» Exercise description: Show all lines of the entries in which the word "white" is found.

» Material provided:
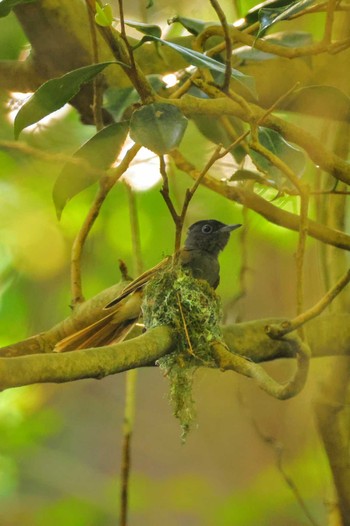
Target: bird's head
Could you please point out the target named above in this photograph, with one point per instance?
(209, 235)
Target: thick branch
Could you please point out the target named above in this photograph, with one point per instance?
(245, 339)
(261, 206)
(322, 157)
(87, 363)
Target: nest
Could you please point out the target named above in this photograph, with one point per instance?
(192, 308)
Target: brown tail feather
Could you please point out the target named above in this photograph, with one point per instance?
(111, 328)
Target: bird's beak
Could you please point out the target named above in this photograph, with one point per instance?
(229, 228)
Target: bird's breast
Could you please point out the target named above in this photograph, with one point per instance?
(202, 265)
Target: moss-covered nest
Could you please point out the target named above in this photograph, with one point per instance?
(191, 307)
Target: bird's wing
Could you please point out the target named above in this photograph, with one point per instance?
(139, 282)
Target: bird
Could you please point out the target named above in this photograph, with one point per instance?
(199, 255)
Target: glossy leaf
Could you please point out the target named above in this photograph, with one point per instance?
(269, 16)
(158, 127)
(285, 38)
(321, 101)
(146, 29)
(54, 94)
(288, 153)
(98, 152)
(193, 25)
(252, 16)
(104, 15)
(202, 61)
(7, 5)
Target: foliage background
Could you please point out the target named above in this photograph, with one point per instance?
(60, 446)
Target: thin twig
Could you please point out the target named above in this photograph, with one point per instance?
(278, 450)
(278, 331)
(106, 185)
(300, 254)
(98, 94)
(131, 376)
(282, 391)
(328, 28)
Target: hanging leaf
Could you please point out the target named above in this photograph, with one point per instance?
(7, 5)
(269, 16)
(99, 152)
(146, 29)
(249, 175)
(288, 153)
(193, 25)
(54, 94)
(321, 101)
(203, 61)
(252, 16)
(104, 15)
(118, 100)
(158, 127)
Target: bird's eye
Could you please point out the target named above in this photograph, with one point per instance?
(207, 229)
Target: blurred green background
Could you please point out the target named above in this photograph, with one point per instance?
(60, 447)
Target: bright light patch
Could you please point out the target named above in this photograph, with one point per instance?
(240, 22)
(37, 245)
(143, 172)
(17, 100)
(170, 80)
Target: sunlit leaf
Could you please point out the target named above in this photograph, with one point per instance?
(269, 16)
(193, 25)
(7, 5)
(99, 153)
(54, 94)
(146, 29)
(288, 153)
(117, 100)
(285, 38)
(158, 127)
(321, 101)
(104, 15)
(202, 61)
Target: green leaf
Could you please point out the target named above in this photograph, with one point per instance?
(117, 100)
(98, 152)
(193, 25)
(104, 15)
(146, 29)
(288, 153)
(202, 61)
(54, 94)
(159, 127)
(283, 38)
(7, 5)
(268, 16)
(321, 101)
(252, 16)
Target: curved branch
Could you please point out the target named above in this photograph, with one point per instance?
(247, 340)
(272, 213)
(322, 157)
(87, 363)
(228, 361)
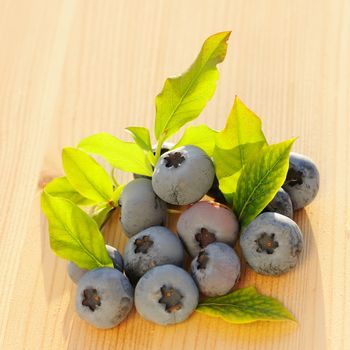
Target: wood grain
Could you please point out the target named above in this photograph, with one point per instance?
(71, 68)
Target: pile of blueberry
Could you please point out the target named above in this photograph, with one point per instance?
(152, 274)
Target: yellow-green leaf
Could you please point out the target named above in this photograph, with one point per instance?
(184, 97)
(61, 187)
(245, 305)
(122, 155)
(141, 137)
(201, 136)
(102, 215)
(74, 235)
(260, 180)
(241, 139)
(88, 177)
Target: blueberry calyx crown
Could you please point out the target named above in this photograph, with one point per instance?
(266, 243)
(204, 237)
(202, 260)
(143, 244)
(91, 299)
(174, 159)
(294, 177)
(171, 298)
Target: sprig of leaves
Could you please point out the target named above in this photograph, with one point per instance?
(200, 136)
(245, 305)
(74, 235)
(126, 156)
(241, 139)
(260, 180)
(249, 171)
(184, 97)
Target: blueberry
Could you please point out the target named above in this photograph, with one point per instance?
(140, 207)
(167, 146)
(116, 257)
(207, 222)
(281, 204)
(75, 272)
(166, 295)
(104, 297)
(271, 244)
(149, 248)
(216, 193)
(303, 180)
(183, 175)
(216, 269)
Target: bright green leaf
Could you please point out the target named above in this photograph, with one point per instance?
(245, 305)
(241, 139)
(88, 177)
(122, 155)
(74, 235)
(141, 137)
(260, 180)
(184, 97)
(228, 187)
(201, 136)
(102, 215)
(117, 193)
(61, 187)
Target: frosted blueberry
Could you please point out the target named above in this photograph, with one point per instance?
(303, 180)
(216, 269)
(104, 297)
(183, 175)
(140, 207)
(207, 222)
(149, 248)
(271, 244)
(166, 295)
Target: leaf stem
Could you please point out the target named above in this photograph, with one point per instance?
(160, 142)
(114, 178)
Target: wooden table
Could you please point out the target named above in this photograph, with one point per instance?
(70, 68)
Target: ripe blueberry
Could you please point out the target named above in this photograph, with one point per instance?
(183, 175)
(166, 295)
(271, 244)
(104, 297)
(303, 180)
(216, 269)
(75, 272)
(207, 222)
(140, 207)
(281, 204)
(149, 248)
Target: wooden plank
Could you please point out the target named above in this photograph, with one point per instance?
(75, 67)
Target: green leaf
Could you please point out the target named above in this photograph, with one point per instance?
(117, 193)
(201, 136)
(122, 155)
(141, 137)
(245, 305)
(184, 97)
(61, 187)
(102, 215)
(241, 139)
(88, 177)
(74, 235)
(260, 180)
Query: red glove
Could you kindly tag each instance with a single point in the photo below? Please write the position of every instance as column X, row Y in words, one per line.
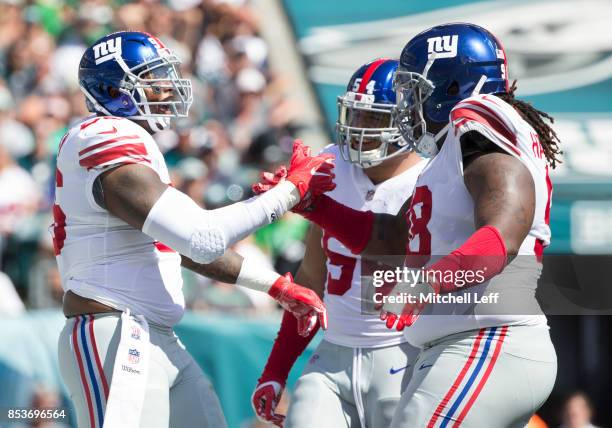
column 400, row 315
column 288, row 346
column 269, row 180
column 302, row 302
column 311, row 175
column 264, row 400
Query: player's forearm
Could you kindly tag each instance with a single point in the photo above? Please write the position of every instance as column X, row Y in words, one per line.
column 388, row 236
column 362, row 232
column 287, row 347
column 232, row 268
column 205, row 235
column 225, row 269
column 243, row 218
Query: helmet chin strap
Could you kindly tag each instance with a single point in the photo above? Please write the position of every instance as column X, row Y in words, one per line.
column 428, row 145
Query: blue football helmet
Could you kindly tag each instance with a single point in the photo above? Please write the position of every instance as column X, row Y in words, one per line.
column 365, row 129
column 118, row 71
column 438, row 68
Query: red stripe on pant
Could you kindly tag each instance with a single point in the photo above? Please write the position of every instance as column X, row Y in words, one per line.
column 482, row 382
column 79, row 359
column 458, row 380
column 97, row 358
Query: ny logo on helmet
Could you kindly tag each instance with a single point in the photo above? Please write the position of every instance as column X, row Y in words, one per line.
column 443, row 46
column 107, row 50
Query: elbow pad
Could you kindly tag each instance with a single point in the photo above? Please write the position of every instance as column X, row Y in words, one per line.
column 203, row 235
column 178, row 222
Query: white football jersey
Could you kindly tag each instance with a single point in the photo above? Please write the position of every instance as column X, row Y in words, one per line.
column 442, row 219
column 99, row 255
column 348, row 325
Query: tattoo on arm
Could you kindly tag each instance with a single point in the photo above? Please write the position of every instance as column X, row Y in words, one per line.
column 389, row 233
column 504, row 196
column 130, row 191
column 225, row 269
column 312, row 272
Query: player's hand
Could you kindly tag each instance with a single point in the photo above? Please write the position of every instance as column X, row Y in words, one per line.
column 407, row 304
column 271, row 179
column 301, row 302
column 264, row 400
column 312, row 176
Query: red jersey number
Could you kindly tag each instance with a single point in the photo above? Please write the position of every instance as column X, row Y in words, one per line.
column 419, row 238
column 59, row 218
column 340, row 271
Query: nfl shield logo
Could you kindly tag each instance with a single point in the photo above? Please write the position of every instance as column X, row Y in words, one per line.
column 133, row 356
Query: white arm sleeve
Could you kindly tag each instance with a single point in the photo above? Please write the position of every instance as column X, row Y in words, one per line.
column 204, row 235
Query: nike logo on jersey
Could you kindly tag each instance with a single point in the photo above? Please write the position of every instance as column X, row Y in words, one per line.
column 112, row 131
column 394, row 371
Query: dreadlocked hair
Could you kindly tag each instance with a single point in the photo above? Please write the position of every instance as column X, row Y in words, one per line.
column 548, row 137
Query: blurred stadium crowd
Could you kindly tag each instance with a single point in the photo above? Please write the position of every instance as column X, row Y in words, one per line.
column 240, row 123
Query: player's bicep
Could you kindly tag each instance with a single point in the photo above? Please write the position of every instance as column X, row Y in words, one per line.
column 130, row 191
column 313, row 271
column 504, row 196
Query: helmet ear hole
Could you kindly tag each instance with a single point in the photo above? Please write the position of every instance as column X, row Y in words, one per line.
column 112, row 92
column 453, row 89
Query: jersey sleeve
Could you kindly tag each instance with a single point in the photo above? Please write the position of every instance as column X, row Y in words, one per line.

» Task answer:
Query: white football jersey
Query: white arm sleeve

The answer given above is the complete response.